▸ Things to do
**a.** In the column about Andrew Johnson's wrongful imprisonment, how many other states does the column say compensate people who were wrongly convicted?
**b.** Carry on writing the column about Andrew Johnson's wrongful imprisonment, starting after its last sentence.

▸ Document text

^^^^

Wednesday, September 20, 2017

A horrible wrong done in the name of Wyomingites

Andrew Johnson of Cheyenne was wrongly imprisoned for 24 years. Yet the Legislature stubbornly refuses to pay for his losses. Some 32 other states compensate those convicted wrongly. But not the Cowboy State.


By Rodger McDaniel 

During the 2017 legislative session, the people of Highlands Presbyterian Church in Cheyenne, where I am the pastor, sent a petition to Republican and Democratic leaders.
Andrew Johnson and his former wife, Annette.
They asked legislators to compensate citizens who have been wrongfully convicted and imprisoned, as do 32 other states and the District of Columbia.

Specifically, they asked Wyoming to pay Andrew Johnson for the nearly 24 years he spent in prison for a crime the state knows he didn’t commit.

Not a single legislator from either party bothered to reply.

You may not remember Andrew and the grave injustices visited upon him by both the criminal justice system and the criminal malpractice of the Legislature.

^^^^

▸ Provided material
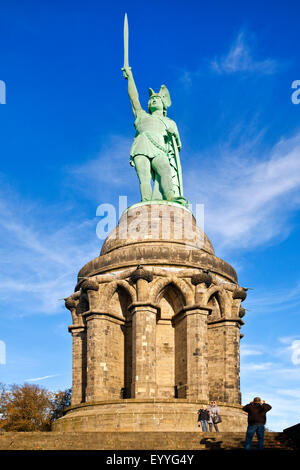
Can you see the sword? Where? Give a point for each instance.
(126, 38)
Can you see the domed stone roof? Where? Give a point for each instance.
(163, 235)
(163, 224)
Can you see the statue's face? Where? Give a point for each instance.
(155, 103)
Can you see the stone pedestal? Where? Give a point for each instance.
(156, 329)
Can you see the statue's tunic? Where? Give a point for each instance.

^^^^

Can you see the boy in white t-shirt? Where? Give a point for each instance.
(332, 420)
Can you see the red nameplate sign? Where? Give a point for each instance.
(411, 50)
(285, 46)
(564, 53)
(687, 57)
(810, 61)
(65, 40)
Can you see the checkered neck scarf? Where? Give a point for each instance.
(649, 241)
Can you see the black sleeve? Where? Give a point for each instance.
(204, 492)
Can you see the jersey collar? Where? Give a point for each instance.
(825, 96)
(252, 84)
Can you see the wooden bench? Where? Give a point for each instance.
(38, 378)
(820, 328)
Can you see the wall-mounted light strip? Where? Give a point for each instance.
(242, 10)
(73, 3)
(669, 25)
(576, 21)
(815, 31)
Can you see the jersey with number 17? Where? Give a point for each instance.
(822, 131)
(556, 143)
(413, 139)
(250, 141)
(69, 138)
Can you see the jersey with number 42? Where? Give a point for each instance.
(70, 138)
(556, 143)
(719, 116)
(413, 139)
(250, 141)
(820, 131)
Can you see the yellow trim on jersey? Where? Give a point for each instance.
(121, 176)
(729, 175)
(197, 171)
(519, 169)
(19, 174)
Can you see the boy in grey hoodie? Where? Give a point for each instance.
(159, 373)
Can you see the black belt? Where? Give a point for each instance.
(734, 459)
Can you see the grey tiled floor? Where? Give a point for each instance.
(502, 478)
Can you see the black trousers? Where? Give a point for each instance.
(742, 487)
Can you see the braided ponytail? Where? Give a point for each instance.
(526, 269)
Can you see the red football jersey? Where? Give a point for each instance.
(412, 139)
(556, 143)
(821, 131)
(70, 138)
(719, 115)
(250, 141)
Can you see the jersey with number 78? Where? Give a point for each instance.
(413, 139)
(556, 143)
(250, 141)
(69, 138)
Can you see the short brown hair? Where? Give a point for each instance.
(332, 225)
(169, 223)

^^^^

▸ Responses by task
**a.** 32 other states, along with the District of Columbia.

**b.**
In 1989, he was convicted of rape. There was no DNA testing then, only false accusations. Before the verdict, he said, “I thought the trial was going in my favor. I knew there was no evidence I had committed a crime.” Andrew was wrong. It took the jury 20 minutes to find him guilty.

Years later, DNA tests provided proof. He was innocent. Andrew was released from prison with little more than the shirt on his back. He had no job, no home, his mother died while he was incarcerated. With the injustices of the legal system corrected, Andrew then faced the injustices of the legislative system.

In 2014, bills compensating Andrew for those lost years passed both houses of the Legislature, in different forms. The bills landed in a conference committee, a well-known playground for mischief. Former Laramie County District Attorney Scott Homar and his accomplice, Cheyenne legislator Bob Nicholas, argued disingenuously that DNA proved nothing. Andrew was, they said, still guilty. And although Homar didn’t have enough evidence to retry Andrew, he used his political influence to further ruin this man’s life.

The late John Schiffer of Kaycee, chairman of the Senate Judiciary Committee, was the bill’s chief proponent. After the bill died in the conference committee, he said, “This is something we need to do in this state; it just wasn’t meant to be this year.” However, more than three years later, legislators seem satisfied with doing nothing ever.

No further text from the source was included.